**Your instructions:** Please count the lines in the records below that contain the string "duck", treating case as significant, and give only the number.

**Records for the task:**
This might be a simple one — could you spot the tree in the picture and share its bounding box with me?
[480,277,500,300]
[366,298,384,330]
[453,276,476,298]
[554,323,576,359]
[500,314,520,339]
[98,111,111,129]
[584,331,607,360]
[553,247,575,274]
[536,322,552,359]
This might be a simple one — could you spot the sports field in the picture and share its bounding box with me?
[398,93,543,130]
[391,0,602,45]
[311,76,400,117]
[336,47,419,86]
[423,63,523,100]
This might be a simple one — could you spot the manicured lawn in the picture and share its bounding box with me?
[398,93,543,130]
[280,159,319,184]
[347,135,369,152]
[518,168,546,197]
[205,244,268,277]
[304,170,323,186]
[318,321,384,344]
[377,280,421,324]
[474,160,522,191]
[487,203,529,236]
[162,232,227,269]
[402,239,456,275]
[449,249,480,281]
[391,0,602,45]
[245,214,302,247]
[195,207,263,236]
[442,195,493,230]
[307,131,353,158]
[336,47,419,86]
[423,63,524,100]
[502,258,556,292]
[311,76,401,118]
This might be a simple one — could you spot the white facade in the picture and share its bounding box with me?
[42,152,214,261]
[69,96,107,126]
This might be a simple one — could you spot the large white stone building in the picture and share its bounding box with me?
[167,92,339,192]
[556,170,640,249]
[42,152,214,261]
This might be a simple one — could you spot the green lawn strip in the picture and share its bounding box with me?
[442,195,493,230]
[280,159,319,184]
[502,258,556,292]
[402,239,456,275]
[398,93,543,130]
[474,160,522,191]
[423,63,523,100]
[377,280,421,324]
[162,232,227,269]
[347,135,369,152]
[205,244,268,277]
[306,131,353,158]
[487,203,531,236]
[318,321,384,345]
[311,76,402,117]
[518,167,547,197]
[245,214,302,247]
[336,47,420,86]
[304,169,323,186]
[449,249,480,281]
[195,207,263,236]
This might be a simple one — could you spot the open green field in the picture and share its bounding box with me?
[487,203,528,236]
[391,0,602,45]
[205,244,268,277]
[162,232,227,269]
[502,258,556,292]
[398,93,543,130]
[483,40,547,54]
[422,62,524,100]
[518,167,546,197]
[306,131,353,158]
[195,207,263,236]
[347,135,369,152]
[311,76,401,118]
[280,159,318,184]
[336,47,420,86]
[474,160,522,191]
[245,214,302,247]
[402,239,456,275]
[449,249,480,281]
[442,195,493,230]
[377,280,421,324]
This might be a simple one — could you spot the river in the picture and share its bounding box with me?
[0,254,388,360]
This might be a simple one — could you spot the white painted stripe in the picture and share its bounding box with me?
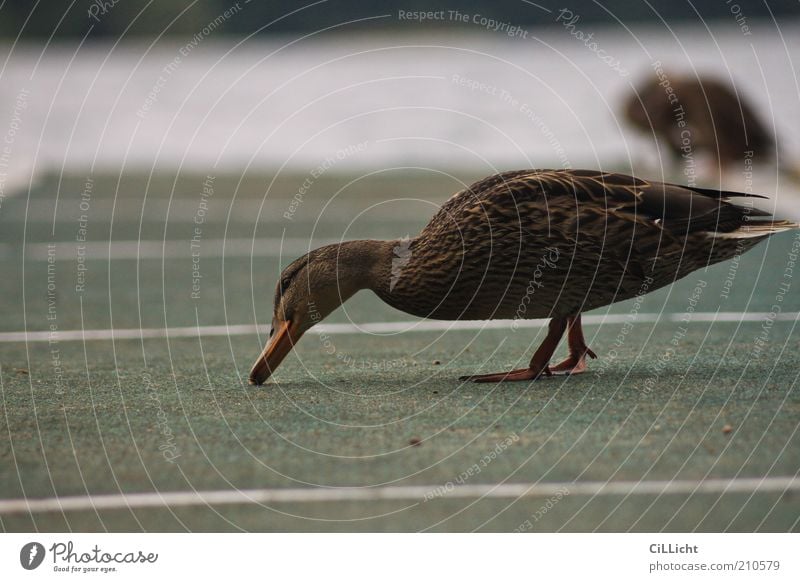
[0,477,800,515]
[6,237,343,261]
[0,311,800,343]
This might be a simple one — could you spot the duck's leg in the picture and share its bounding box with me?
[459,317,568,382]
[550,313,597,374]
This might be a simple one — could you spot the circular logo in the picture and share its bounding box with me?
[19,542,44,570]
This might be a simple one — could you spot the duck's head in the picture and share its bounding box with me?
[250,240,385,385]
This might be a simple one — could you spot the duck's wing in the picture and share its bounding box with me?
[444,170,797,296]
[464,170,782,240]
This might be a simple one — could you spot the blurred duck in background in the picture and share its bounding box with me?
[624,71,800,183]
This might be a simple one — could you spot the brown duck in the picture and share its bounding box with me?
[250,170,798,384]
[624,75,775,168]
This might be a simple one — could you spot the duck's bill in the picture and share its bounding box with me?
[250,321,299,386]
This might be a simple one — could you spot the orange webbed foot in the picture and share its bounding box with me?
[459,367,551,383]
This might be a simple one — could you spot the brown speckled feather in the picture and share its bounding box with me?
[376,170,772,319]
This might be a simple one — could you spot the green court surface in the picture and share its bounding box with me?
[0,170,800,531]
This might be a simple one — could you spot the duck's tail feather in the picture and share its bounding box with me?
[708,220,800,238]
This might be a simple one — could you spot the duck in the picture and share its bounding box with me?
[249,169,799,385]
[623,71,776,170]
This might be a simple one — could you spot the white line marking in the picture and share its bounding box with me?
[0,311,800,343]
[0,477,800,515]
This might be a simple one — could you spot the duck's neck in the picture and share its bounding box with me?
[337,240,403,296]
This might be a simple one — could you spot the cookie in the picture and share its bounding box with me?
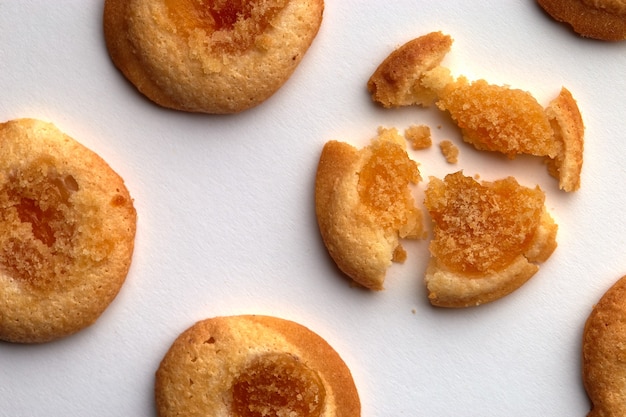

**Answer to the task:** 9